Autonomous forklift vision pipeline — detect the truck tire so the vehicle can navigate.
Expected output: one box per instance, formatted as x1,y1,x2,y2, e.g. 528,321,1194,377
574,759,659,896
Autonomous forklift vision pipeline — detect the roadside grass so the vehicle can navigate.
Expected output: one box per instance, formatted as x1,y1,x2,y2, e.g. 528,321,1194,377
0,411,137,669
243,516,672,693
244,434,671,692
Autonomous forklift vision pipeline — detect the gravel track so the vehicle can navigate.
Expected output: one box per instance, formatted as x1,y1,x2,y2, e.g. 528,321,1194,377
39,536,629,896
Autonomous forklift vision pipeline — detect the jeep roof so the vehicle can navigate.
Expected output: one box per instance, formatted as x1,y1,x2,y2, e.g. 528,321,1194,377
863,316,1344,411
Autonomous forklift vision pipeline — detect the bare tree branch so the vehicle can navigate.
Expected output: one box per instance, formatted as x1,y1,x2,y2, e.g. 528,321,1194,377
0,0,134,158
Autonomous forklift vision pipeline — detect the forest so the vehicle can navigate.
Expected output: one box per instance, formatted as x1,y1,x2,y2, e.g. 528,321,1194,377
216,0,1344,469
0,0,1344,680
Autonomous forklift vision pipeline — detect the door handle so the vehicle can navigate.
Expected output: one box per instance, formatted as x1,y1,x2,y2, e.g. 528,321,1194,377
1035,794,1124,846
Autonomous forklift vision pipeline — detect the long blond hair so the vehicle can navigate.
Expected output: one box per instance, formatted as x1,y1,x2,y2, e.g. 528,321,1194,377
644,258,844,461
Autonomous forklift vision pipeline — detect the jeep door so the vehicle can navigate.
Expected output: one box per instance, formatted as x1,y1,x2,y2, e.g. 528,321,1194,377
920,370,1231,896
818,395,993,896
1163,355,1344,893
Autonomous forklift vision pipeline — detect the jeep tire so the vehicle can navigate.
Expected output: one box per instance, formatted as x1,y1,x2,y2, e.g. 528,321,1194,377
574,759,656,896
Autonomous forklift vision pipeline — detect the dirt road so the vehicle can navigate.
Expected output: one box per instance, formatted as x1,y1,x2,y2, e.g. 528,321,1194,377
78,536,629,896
☆ ☆ ☆ ☆
## EXERCISE DIRECTIONS
Substitute "truck wheel" for "truck tire" in the lines starting at the first line and ending at the line that contains "574,759,659,896", with nothing else changed. Return only those lines.

## SOLVED EXERCISE
Autonomous forklift vision pipeline — detect the truck wheel so the vehicle can navigate.
Expected output: one box per instance, formatted as x1,y1,x2,y2, e.g. 528,321,1194,377
574,759,659,896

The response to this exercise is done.